[START Entries shown]

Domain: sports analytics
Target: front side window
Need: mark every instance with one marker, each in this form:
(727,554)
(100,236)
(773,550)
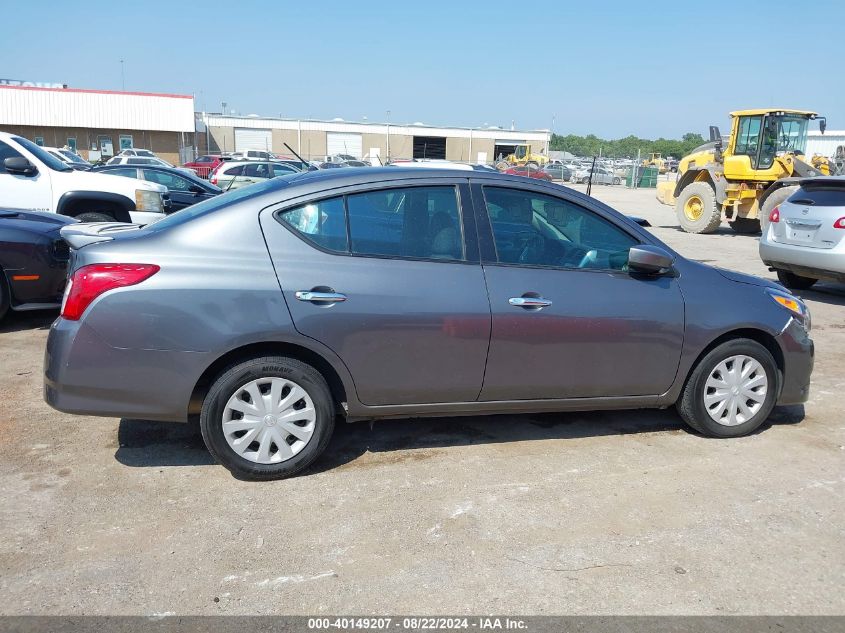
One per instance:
(322,223)
(171,181)
(7,151)
(748,136)
(417,222)
(537,230)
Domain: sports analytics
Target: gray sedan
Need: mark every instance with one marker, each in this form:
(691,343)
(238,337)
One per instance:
(275,310)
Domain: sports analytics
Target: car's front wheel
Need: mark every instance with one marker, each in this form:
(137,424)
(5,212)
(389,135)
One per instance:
(267,418)
(731,391)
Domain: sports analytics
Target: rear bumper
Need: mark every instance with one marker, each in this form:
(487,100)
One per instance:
(86,376)
(817,263)
(798,359)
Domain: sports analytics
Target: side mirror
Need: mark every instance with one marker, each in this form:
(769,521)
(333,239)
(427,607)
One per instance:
(714,133)
(649,260)
(19,165)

[END Entries shown]

Exercise instructions: Reproduce the whole listing above word for word, but not its pictures.

Task output:
Domain: sports analytics
Target: front side window
Need: mark every instance with one marker, each in this form:
(727,554)
(100,236)
(773,550)
One per instance:
(322,223)
(171,181)
(7,151)
(748,136)
(417,222)
(537,230)
Domain: sports analytics
Target: gray sedan
Need: mark every instance with one marker, each in this form:
(691,343)
(238,337)
One per instance:
(275,310)
Domain: sports analytics
Target: car's front wheel
Need: mark every instance with one marker, each in this form:
(137,424)
(5,212)
(389,135)
One per instance:
(267,418)
(731,391)
Domain: sports analytics
Target: rear bumper
Need: mark every instance with one marker, each in this form:
(487,100)
One per instance:
(86,376)
(817,263)
(798,359)
Domain: sports analytics
Target: side mirror
Need: mark every instance with one marker, each in this form:
(769,521)
(333,239)
(427,607)
One per instance:
(714,133)
(649,260)
(19,165)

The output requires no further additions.